*DATA FOR THIS EXERCISE*:
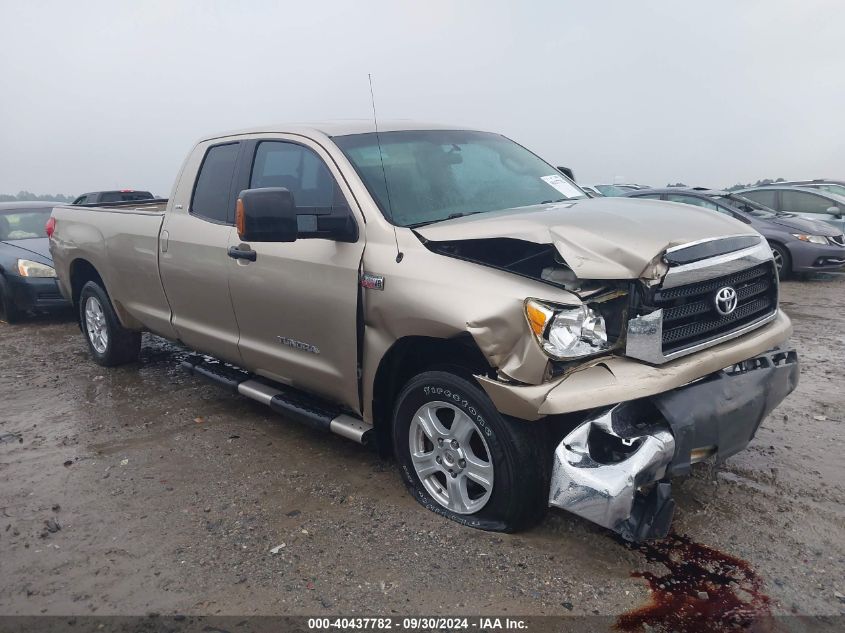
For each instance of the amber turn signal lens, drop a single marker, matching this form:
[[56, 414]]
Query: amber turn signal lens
[[240, 218], [538, 317]]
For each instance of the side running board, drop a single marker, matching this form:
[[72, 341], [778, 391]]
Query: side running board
[[286, 401]]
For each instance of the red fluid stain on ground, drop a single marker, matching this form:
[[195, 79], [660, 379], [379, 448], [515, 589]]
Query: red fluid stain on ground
[[734, 600]]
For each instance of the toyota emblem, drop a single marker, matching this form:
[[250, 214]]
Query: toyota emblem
[[726, 300]]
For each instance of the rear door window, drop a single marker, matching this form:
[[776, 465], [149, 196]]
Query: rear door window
[[803, 202], [212, 192]]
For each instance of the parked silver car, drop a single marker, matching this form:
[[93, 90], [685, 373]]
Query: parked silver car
[[798, 244], [804, 201]]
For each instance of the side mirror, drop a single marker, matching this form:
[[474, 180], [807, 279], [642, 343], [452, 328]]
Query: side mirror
[[566, 171], [266, 215]]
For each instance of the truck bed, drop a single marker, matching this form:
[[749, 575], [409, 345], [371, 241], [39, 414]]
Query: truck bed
[[121, 241], [153, 206]]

*WHAT THIS TASK INVOLVES*: Please output the material above again, exactly, and omit every image.

*ANSWER TO THIS EXERCISE*:
For each instance of the amber turn signal lens, drop a single marker, matching this form:
[[56, 414]]
Query: amber turn signal lens
[[240, 218], [538, 317]]
For each instance of the side running board, drop a single marker, matching this form:
[[72, 341], [778, 391]]
Query: side running board
[[286, 401]]
For each instance of the red fluid stain on ground, drop a single marker, matching this form:
[[195, 79], [660, 379], [379, 448], [515, 589]]
Query: red fluid stain on ground
[[734, 600]]
For each instance of the toyota emblem, drop a single marker, matching this form:
[[250, 214]]
Query: toyota emblem
[[726, 300]]
For each instance of the rear door window, drop a single marker, matching this form:
[[776, 465], [149, 196]]
Query: rear door window
[[803, 202], [212, 192]]
For each instance of the parked silver car, drop a single marker, matching this form:
[[93, 90], [685, 373]]
Query: parked silver car
[[798, 244], [804, 201]]
For each instance of the side mirror, drop a single marker, matching this form:
[[474, 180], [807, 279], [642, 343], [452, 328]]
Query: side mirror
[[566, 171], [266, 215]]
For each instance of the truck bed, drop a single marker, matching this form:
[[749, 575], [409, 345], [371, 241], [39, 414]]
Query: truck bed
[[121, 241], [153, 206]]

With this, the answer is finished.